[Point-per-instance localization data]
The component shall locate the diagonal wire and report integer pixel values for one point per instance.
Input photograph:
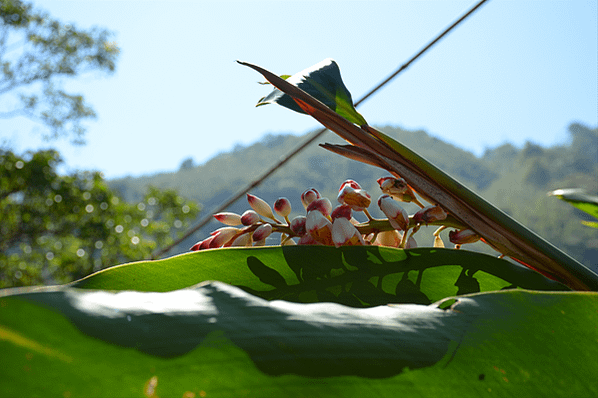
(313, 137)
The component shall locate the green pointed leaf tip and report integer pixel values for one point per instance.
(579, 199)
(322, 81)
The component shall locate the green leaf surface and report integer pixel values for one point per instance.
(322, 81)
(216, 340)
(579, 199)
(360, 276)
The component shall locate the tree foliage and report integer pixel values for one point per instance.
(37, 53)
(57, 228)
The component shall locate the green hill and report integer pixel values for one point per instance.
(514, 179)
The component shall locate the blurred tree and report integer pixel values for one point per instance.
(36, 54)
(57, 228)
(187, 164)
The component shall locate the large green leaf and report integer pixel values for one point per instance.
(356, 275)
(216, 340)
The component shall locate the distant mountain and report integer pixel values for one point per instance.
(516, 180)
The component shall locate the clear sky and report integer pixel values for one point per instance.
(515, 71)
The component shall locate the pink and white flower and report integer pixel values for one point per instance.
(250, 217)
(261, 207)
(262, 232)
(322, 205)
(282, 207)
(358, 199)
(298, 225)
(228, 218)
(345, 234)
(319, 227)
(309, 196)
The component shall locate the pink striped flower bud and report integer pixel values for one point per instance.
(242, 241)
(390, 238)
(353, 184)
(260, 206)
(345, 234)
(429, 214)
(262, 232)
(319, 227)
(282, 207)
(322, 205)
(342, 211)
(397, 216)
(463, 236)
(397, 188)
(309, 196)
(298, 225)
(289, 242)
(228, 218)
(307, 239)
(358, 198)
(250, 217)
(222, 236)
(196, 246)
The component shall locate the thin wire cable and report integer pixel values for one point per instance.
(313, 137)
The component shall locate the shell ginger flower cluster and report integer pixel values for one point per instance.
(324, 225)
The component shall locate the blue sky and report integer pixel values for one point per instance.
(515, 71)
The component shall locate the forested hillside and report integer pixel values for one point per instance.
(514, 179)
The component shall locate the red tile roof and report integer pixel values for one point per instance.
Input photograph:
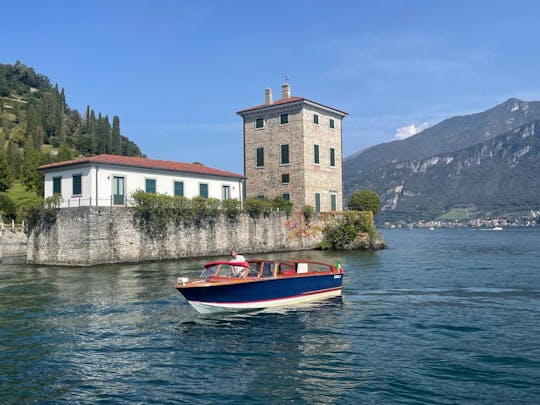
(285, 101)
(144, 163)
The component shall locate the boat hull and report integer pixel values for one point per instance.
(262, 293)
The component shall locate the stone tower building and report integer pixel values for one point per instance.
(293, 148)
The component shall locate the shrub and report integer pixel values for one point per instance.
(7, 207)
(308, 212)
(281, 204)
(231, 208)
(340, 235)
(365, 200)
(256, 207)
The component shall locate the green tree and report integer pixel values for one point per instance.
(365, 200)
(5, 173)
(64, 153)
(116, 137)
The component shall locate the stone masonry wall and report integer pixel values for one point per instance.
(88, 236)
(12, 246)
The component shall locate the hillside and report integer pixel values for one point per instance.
* * *
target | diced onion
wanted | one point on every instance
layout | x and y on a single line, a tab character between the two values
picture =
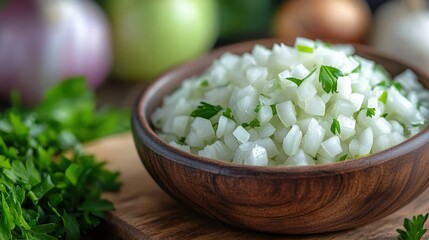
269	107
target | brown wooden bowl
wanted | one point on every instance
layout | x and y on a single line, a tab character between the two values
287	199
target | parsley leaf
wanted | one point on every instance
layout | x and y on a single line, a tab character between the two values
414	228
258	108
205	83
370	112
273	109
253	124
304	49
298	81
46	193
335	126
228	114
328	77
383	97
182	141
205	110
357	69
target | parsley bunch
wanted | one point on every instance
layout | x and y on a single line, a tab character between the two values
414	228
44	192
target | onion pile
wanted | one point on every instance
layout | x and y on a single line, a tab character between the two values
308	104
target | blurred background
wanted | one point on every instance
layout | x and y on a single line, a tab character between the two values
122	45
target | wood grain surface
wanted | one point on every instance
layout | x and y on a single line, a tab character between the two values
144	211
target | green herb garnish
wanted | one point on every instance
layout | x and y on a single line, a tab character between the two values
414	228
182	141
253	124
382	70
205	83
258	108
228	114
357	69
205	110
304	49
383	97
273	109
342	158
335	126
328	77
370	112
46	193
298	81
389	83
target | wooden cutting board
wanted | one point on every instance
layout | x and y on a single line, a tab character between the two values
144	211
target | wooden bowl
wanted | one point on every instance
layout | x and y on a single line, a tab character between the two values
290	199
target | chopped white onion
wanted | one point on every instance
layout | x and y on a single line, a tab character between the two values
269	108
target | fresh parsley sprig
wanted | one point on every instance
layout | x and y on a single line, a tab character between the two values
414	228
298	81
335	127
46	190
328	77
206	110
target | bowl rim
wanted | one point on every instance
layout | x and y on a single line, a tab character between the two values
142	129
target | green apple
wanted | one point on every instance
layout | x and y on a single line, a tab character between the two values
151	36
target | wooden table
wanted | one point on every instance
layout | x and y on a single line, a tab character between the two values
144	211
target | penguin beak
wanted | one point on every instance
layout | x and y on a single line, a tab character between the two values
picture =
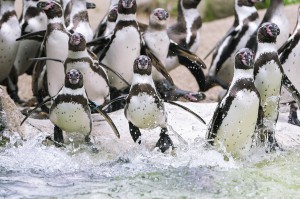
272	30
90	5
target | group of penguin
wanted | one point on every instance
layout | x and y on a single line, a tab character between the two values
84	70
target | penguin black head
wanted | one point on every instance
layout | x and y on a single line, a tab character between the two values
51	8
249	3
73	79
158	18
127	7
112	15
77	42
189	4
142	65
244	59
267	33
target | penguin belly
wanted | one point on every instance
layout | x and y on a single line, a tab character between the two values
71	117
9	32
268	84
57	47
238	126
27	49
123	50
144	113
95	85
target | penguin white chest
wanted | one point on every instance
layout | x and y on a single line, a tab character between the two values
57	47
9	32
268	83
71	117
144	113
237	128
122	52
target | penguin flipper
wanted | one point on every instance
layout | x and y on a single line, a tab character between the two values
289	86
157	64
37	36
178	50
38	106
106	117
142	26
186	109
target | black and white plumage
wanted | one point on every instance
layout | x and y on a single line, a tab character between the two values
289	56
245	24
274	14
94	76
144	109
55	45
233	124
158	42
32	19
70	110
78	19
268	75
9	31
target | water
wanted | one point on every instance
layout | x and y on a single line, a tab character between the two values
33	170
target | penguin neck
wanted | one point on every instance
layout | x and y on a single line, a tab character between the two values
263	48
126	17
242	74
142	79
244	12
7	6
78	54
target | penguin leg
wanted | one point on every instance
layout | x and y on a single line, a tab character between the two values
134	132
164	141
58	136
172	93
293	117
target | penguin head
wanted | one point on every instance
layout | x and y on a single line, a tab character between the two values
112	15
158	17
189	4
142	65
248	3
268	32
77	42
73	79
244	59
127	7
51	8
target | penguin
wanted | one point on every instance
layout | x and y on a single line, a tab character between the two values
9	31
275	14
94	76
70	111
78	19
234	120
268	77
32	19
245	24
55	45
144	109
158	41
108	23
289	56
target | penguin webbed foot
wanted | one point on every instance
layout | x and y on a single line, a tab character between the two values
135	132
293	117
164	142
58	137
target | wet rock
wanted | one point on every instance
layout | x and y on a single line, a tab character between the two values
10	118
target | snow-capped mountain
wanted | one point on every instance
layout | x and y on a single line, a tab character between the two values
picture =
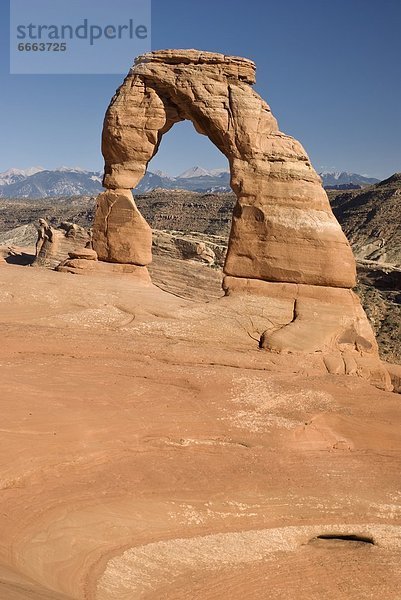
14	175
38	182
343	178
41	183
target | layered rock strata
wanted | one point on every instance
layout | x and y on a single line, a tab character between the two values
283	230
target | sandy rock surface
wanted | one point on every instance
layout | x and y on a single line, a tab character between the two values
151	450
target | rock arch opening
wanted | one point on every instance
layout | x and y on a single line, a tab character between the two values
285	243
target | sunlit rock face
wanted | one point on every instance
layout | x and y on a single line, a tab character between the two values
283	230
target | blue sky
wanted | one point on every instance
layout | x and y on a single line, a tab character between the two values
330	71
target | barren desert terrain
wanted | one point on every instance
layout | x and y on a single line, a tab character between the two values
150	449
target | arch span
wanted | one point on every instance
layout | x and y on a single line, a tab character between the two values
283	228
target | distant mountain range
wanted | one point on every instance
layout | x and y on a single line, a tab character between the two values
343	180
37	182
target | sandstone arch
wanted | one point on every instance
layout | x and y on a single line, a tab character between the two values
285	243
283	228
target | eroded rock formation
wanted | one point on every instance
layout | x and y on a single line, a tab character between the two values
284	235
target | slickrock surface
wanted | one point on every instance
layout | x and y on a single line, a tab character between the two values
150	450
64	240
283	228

EXERCISE DESCRIPTION: Lines above that contain the string "penguin" make up the answer.

RESPONSE TO THE EXERCISE:
target | penguin beak
target | group of penguin
target | penguin black head
target | penguin belly
target | penguin white chest
target | penguin flipper
target | penguin neck
target | penguin leg
target | penguin head
target | penguin
target | penguin webbed foot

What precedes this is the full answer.